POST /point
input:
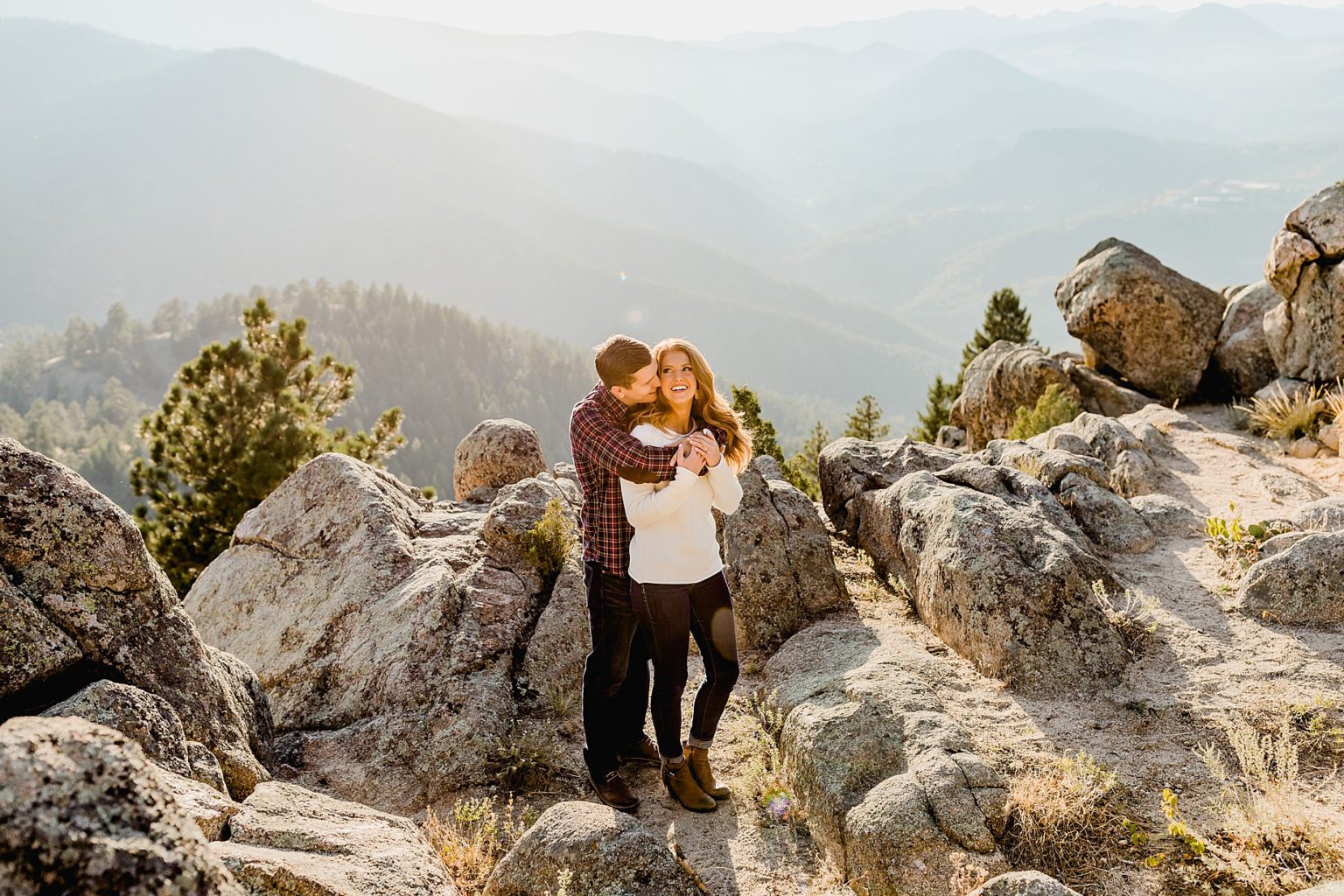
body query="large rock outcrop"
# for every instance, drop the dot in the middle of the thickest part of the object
(1100, 393)
(147, 719)
(84, 812)
(998, 382)
(1141, 318)
(604, 852)
(847, 468)
(779, 560)
(1242, 354)
(1306, 332)
(290, 841)
(494, 454)
(82, 599)
(889, 780)
(388, 629)
(1301, 584)
(999, 572)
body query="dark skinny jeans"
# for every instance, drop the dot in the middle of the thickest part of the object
(668, 615)
(616, 676)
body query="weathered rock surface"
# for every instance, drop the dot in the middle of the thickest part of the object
(889, 780)
(1100, 393)
(290, 841)
(1144, 320)
(847, 468)
(84, 812)
(1023, 883)
(998, 572)
(561, 641)
(779, 560)
(1130, 465)
(1242, 354)
(1106, 517)
(1306, 333)
(388, 629)
(605, 852)
(1326, 514)
(1166, 514)
(998, 382)
(205, 805)
(494, 454)
(80, 594)
(147, 719)
(1301, 584)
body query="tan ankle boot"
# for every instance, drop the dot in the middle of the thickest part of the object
(682, 785)
(699, 760)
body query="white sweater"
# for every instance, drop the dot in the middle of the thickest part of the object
(674, 526)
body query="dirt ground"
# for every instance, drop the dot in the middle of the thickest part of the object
(1203, 662)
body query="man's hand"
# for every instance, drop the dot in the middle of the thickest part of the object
(690, 457)
(707, 446)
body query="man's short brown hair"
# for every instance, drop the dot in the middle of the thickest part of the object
(620, 358)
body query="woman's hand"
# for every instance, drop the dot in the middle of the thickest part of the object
(690, 457)
(707, 446)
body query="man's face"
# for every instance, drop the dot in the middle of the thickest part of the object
(642, 388)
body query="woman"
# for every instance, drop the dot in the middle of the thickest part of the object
(677, 587)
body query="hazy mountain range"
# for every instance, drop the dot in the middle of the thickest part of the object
(825, 211)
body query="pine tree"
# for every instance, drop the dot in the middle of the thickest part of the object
(802, 469)
(865, 421)
(1004, 318)
(934, 416)
(237, 421)
(764, 439)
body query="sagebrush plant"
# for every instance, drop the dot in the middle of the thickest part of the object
═══
[Requirement] Print every line of the material above without changing anything, and leave the pictures out.

[Response to this exercise]
POST /point
input:
body query="large rock outcrop"
# for every instance, drop the dot in the middle of the thickest part of the object
(1100, 393)
(147, 719)
(84, 812)
(998, 382)
(1141, 318)
(604, 852)
(847, 468)
(779, 560)
(1242, 354)
(1306, 332)
(290, 841)
(494, 454)
(82, 599)
(889, 780)
(388, 629)
(1301, 584)
(999, 572)
body query="dark skinny jeans"
# for every instance, drop the dot in the middle of the thickest part of the object
(668, 615)
(616, 676)
body query="weathered rock surface"
# for every instance, drop the dot in the middle of the thickest part of the object
(889, 780)
(1100, 393)
(290, 841)
(1144, 320)
(847, 468)
(84, 812)
(1023, 883)
(998, 572)
(561, 641)
(779, 560)
(1130, 465)
(1242, 354)
(1106, 517)
(1306, 333)
(388, 629)
(605, 852)
(1326, 514)
(1166, 514)
(998, 382)
(205, 805)
(494, 454)
(80, 594)
(147, 719)
(1301, 584)
body query="tan ankle boot"
# for every instance, drop the dot in the middle of the thickest part of the object
(682, 785)
(699, 760)
body query="white sweater"
# for every instance, drop the dot in the middle of the thickest part of the object
(674, 526)
body query="dirt ground"
# for every instance, drop the dot in the middle of the thickest part of the object
(1203, 662)
body query="man's hand"
# for every instance, drop the dot in the middle of the thickest part of the object
(690, 457)
(707, 446)
body query="man's short brown hair"
# for every instance, drop the dot in the middle of the thickest part of the object
(620, 358)
body query="woman's hand"
# for every instance, drop the dot in the middle of the thickest part of the object
(690, 457)
(707, 446)
body query="man's face"
# for every instance, drop the dot in the middle of the thickest part of the object
(642, 388)
body query="woman"
# for every instance, drop the dot in the middle of the thickest part of the object
(677, 587)
body query="hazy mountain range"
# for every instance, drop the dot in the middle of the thickest part of the object
(825, 211)
body query="pine tree"
# for every instance, drop the dot in the middle of the thickest part of the object
(802, 469)
(865, 421)
(1004, 318)
(934, 416)
(237, 421)
(764, 439)
body query="sagebrush plant"
# for every instance, drop the dot in the middle of the thickest part of the object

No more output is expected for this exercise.